TASK INSTRUCTIONS:
Can you reproduce each of the following lines verbatim, with every character kept as it appears?

>> START DATASET ENTRIES

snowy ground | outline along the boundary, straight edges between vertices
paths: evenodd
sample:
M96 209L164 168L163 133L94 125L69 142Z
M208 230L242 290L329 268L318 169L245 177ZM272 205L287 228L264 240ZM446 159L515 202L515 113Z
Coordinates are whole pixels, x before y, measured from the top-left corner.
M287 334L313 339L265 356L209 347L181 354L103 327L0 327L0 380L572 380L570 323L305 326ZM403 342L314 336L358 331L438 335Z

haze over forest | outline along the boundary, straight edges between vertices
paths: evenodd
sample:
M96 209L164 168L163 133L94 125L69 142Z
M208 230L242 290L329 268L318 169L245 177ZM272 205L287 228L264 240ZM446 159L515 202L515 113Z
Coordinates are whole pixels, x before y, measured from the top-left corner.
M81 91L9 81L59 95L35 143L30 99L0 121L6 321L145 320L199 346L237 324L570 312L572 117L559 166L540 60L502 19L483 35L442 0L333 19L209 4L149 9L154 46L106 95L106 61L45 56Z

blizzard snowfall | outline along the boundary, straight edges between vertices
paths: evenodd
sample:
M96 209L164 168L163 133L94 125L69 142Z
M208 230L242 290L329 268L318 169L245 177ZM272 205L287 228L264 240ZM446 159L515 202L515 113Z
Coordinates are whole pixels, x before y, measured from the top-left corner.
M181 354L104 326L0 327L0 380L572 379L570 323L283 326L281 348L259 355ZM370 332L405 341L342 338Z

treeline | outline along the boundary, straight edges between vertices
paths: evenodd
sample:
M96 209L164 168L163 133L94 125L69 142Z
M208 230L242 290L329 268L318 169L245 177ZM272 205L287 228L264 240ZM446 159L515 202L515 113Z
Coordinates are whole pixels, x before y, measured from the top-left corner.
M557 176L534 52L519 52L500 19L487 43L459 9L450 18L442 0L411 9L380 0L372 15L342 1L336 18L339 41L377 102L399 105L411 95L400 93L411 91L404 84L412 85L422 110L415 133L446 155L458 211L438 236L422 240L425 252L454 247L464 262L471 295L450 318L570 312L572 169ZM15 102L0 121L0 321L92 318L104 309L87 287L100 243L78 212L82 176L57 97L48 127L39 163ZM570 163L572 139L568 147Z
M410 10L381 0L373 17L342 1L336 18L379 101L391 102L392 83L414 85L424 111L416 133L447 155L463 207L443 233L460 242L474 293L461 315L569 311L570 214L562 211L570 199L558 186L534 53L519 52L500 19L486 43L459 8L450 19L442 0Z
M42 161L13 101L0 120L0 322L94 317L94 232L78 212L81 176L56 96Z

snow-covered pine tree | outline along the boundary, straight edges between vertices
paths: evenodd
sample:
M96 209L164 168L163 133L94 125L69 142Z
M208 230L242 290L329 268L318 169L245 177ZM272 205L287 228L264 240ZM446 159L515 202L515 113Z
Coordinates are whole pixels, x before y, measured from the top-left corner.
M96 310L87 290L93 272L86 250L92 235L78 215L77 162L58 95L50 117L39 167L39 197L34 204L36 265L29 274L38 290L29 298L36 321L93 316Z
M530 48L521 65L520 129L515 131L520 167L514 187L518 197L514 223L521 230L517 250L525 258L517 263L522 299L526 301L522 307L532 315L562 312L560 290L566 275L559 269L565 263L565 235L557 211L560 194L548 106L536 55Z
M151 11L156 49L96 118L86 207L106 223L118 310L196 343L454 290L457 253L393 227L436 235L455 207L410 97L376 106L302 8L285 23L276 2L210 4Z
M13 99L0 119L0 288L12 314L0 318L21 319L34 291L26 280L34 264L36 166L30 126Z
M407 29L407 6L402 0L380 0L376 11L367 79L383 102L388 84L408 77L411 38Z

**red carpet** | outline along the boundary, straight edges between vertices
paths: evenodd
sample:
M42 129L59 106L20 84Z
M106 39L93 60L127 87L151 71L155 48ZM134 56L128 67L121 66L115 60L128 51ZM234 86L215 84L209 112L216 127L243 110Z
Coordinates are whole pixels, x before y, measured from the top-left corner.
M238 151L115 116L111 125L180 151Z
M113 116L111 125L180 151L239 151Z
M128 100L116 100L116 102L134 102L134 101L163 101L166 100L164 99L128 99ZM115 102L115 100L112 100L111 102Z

>> END DATASET ENTRIES

ANSWER FOR THE TASK:
snowy ground | outline along the boundary, straight edges between vertices
paths: evenodd
sample:
M96 209L164 168L163 133L94 125L69 142Z
M208 230L242 290L329 268L318 169L245 177ZM272 205L287 228L264 240ZM446 159L515 202L515 113Z
Coordinates are whole pixels, x before y, measured from the top-left corner.
M287 334L313 339L265 356L209 347L181 354L103 327L0 327L0 380L572 380L570 323L305 326ZM403 342L314 336L358 331L438 335Z

haze over forest | outline along the boundary, straight edges between vertices
paths: evenodd
sample:
M96 209L164 168L163 133L94 125L69 142Z
M208 230L242 290L329 268L318 169L245 177ZM272 205L287 228L264 240ZM446 159L515 202L515 113Z
Coordinates are whole pixels, x before y, measured from the top-left corner.
M81 91L9 81L59 95L35 143L30 99L0 121L6 321L145 320L199 346L237 324L570 312L572 117L559 166L540 60L502 19L483 35L442 0L333 19L209 4L149 9L154 46L106 95L106 61L45 56Z

blizzard snowfall | outline along the boundary, straight edges between vertices
paths: evenodd
sample:
M96 209L164 168L163 133L94 125L69 142Z
M208 230L242 290L329 268L318 169L245 177ZM272 205L287 228L264 240ZM446 159L515 202L515 113Z
Coordinates are whole pixels, x before y, measured from the top-left corner.
M181 354L104 326L0 327L0 380L572 379L570 323L283 326L281 348L259 355ZM370 332L405 341L342 338Z

treeline | outline along the boundary, straight edges between vertices
paths: evenodd
sample:
M96 209L164 168L163 133L94 125L69 142Z
M208 230L242 290L329 268L318 169L245 177ZM272 205L287 228L264 240ZM446 159L515 202L515 113Z
Coordinates are whole pixels, x before y, measured from the top-left corner.
M557 176L534 52L519 52L500 19L487 43L459 9L450 18L442 0L411 9L380 0L372 15L342 1L336 18L339 41L377 102L399 105L411 95L400 93L411 91L404 84L412 85L422 110L415 133L446 155L458 211L438 236L422 240L425 252L454 247L464 262L471 295L450 318L570 312L572 169ZM15 102L0 121L0 321L92 318L104 309L87 287L100 243L78 212L82 176L57 97L48 127L39 163ZM570 163L572 139L568 147Z
M410 10L381 0L373 17L342 1L336 18L379 101L391 102L392 83L414 85L424 111L416 133L447 155L463 207L443 233L460 242L474 293L461 315L569 311L570 214L562 211L570 199L558 186L534 53L519 52L500 19L486 43L459 8L450 19L442 0Z
M42 161L13 101L0 120L0 322L94 317L94 232L78 212L81 176L56 96Z

snow-covered pine tree | outline along the boundary, straight edges between vertices
paths: evenodd
sample:
M96 209L164 168L163 133L94 125L69 142Z
M208 230L242 290L329 268L318 169L245 177ZM272 205L287 228L264 240ZM446 159L515 202L515 113Z
Coordinates are whole pixels, x before y, measured from the top-left corner.
M96 310L87 290L93 272L86 250L92 235L78 215L77 162L58 95L50 117L39 167L39 197L34 204L36 265L29 274L38 290L29 298L36 321L93 316Z
M530 48L521 65L520 129L515 131L520 167L514 187L518 197L514 223L521 230L517 250L525 258L517 263L522 299L526 301L522 307L532 315L562 312L560 290L566 275L559 269L565 263L565 235L557 211L560 194L548 106L536 55Z
M151 11L156 49L96 118L86 207L106 223L118 310L196 343L454 290L457 253L393 227L436 235L455 207L410 97L376 106L302 8L285 23L276 2L210 4Z
M13 99L0 119L0 288L12 314L0 318L21 319L34 291L26 280L34 264L36 166L30 126Z
M407 29L407 6L402 0L380 0L376 11L367 79L383 102L388 84L408 77L411 38Z

**red carpet** | outline along the boundary, straight edges between vertices
paths: evenodd
sample:
M42 129L59 106L20 84Z
M106 39L93 60L127 87L151 71L155 48ZM134 56L128 67L121 66L115 60L128 51ZM234 86L215 84L209 112L216 127L243 110Z
Coordinates are whole pixels, x before y, measured from the top-left corner.
M238 151L115 116L111 125L180 151Z
M113 116L111 125L180 151L239 151Z
M128 100L116 100L116 102L134 102L134 101L163 101L166 100L164 99L128 99ZM115 102L115 100L112 100L111 102Z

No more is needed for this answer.